TEXT EXCERPT —
════════════════════

The code referenced above where a SELECT statement within a SELECT statment is used (sub query),
"SELECT *, (select count(*) from tbl as tbl2 where tbl.customers > tbl2.customers and tbl.dept = tbl2.dept) + 1 as rank from tbl"
will not work and will always fail expressing a error on portion of the code where "tbl.customers > tbl2.customers" cannot be found.
In my situation on a past project, I was referencing a query instead of a table and within that query I had referenced a crosstab query thus failing and producing an error. I was able to resolve this by creating a table from the crosstab query first, and when I referenced the newly created table in the FROM clause, it started working for me.
So in final, normally you can reference a query or table in the FROM clause of the SELECT statement as what was shared previously above to do ranking, but be carefull as to if you are referencing a query instead of a table, that query must Not be a crosstab query or reference another query that is a crosstab query.
Hope this helps anyone else that may have had problems looking for a possible reason if you happen to reference the statements above and you are not referencing a table in your FROM clause within your own project. Also, performing subqueries on aliases with crosstab queries in Access probably isn't good idea or best practice either so stray away from that if/when possible.
If you found this useful, and wish that Access would allow the use of a scrolling mouse in a passthru query editor, give me a like please.
I normally pick tips and ideas from here and sometimes end up building amazing things from it!
Today, (well let’s say for the past one week), I have been tinkering with Ranking of data in Access and to the best of my ability, I did not anticipate what I was going to do something so complex as to take me a week to figure it out! I picked titbits from two main sites:
https://usefulgyaan.wordpress.com/2013/04/23/ranking-in-ms-access/ (seen that clever ‘>=’ part, and the self joins? Amazing… it helped me to build my solution from just one query, as opposed to the complex method suggested above by asonoftheMighty (not discrediting you… just didn’t want to try it for now; may be when I get to large data I might want to try that as well…)
Right here, from Paul Abott above ( ‘and tbl.dept = tbl2.dept’)… I was lost after ranking because I was placing AND YearID = 1, etc, then the ranking would end up happening only for sub-sets, you guessed right, when YearID = 1! But I had a lot of different scenarios…
Well, I gave that story partly to thank the contributors mentioned, because what I did is to me one of the most complex of the ranking that I think can help you in almost any situation, and since I benefited from others, I would like to share here what I hope may benefit others as well.
Forgive me that I am not able to post my table structures here, it is a lot of related tables. I will only post the query, so if you need to you may develop your tables to end up with that kind of query. But here is my scenario:
You have students in a school. They go through class 1 to 4, can either be in stream A or B, or none when the class is too small. They each take 4 exams (this part is not important now), so you get the total score for my case. That’s it. Huh??

════════════════════

MATERIAL PROVIDED —
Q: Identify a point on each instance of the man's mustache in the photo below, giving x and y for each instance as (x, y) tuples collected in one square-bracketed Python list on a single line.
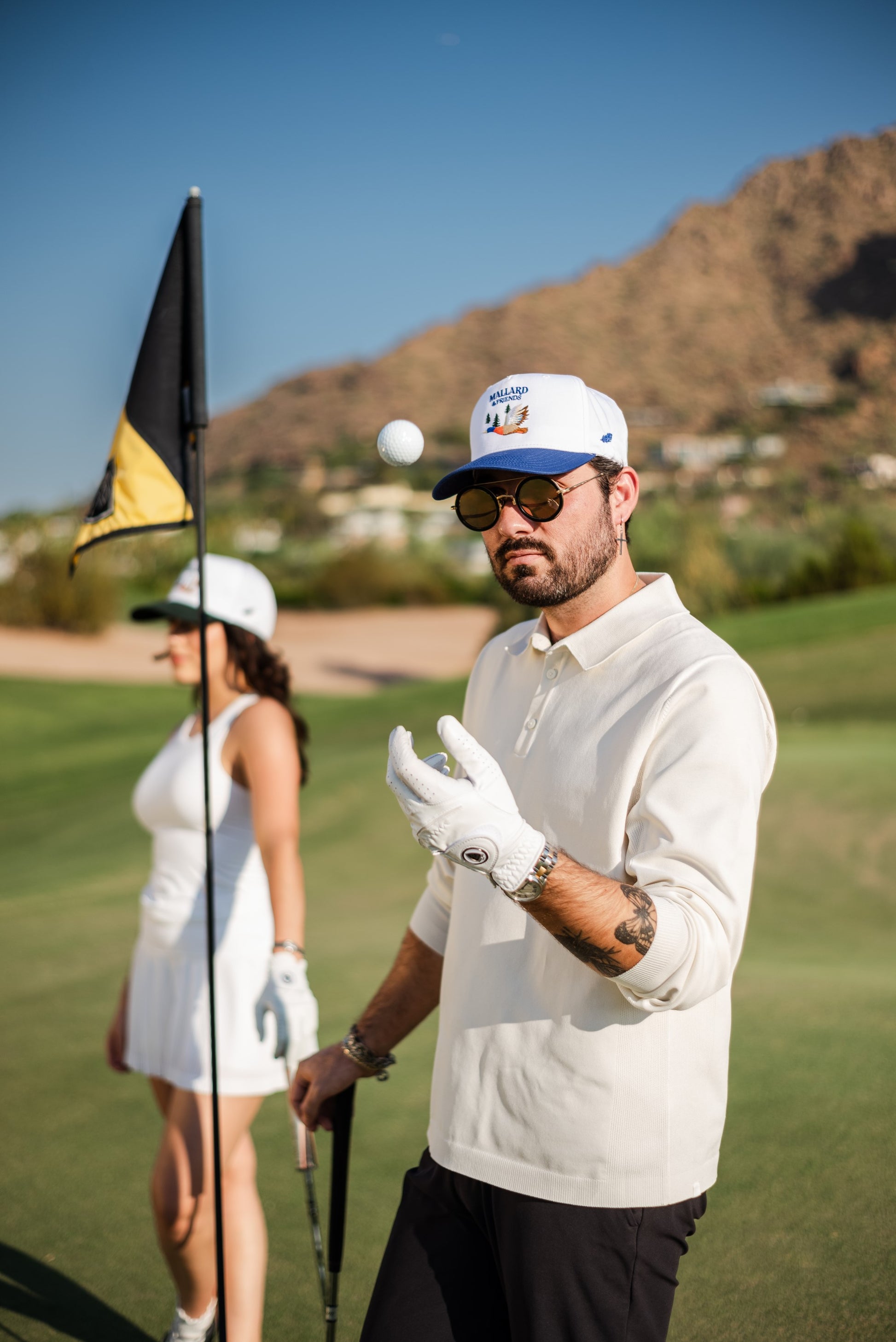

════════════════════

EXERCISE DESCRIPTION — Write down every column reference qualified with a table name (in the form table.column) that appears in the quoted SELECT statement of the Access ranking excerpt.

EXERCISE SOLUTION —
tbl.customers
tbl2.customers
tbl.dept
tbl2.dept